Assigned task:
Each line from the beginning of the entries below through the line that includes "TARGET: forehead" must be returned exactly as given.
[Data under study Boundary: Start]
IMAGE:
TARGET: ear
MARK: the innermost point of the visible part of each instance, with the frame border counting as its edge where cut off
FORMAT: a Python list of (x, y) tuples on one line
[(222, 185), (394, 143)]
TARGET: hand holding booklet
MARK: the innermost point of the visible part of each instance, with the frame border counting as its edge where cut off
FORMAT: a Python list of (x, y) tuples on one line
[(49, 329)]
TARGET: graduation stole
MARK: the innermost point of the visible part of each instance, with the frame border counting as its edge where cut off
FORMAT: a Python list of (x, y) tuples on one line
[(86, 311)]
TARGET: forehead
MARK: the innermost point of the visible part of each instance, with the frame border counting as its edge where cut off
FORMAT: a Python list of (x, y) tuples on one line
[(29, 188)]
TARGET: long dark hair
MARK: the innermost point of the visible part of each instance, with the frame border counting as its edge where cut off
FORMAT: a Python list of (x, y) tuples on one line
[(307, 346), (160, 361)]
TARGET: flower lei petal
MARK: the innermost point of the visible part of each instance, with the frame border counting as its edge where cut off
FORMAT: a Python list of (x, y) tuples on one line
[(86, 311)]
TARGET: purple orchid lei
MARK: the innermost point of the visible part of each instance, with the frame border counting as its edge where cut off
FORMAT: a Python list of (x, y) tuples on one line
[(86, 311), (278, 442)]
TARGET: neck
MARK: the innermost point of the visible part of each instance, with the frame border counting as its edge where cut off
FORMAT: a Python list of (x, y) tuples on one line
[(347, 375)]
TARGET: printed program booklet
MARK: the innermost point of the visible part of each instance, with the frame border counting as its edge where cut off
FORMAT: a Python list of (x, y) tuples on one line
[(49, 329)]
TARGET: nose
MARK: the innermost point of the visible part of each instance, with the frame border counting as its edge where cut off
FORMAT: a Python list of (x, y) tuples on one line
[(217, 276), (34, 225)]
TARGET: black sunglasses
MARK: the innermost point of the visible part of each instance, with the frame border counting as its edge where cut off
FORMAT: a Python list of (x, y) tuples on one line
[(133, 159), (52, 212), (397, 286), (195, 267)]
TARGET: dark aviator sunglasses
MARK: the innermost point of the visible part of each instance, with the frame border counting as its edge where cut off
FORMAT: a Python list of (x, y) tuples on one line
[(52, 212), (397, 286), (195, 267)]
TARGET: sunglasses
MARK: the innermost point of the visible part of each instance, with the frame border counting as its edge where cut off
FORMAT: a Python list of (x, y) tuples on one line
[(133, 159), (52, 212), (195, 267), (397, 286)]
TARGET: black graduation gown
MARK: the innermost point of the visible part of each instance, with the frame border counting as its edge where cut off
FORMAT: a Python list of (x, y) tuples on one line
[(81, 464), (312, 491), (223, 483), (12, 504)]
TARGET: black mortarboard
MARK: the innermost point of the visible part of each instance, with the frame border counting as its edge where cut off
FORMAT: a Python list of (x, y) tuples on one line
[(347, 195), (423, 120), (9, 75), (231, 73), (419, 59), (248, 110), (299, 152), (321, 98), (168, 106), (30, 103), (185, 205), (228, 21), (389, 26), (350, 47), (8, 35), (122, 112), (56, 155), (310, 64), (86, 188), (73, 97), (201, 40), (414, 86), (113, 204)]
[Data under study Boundary: End]
Exercise output:
IMAGE:
TARGET: ear
MARK: the innermost point of the visible part of each instance, with the frame border counting as its edge where cut off
FORMAT: a Python list of (x, y) tuples on one line
[(222, 185), (394, 143)]
TARGET: hand holding booklet
MARK: the innermost point of the visible part of each instance, with the frame border counting as its edge where cut off
FORMAT: a Python list of (x, y) tuples on one line
[(49, 329)]
TARGET: graduation stole
MARK: the innermost point of the visible part of each instance, with the frame border counting as its edge where cut off
FORMAT: a Python list of (x, y) tuples on one line
[(86, 311)]
TARGET: forehead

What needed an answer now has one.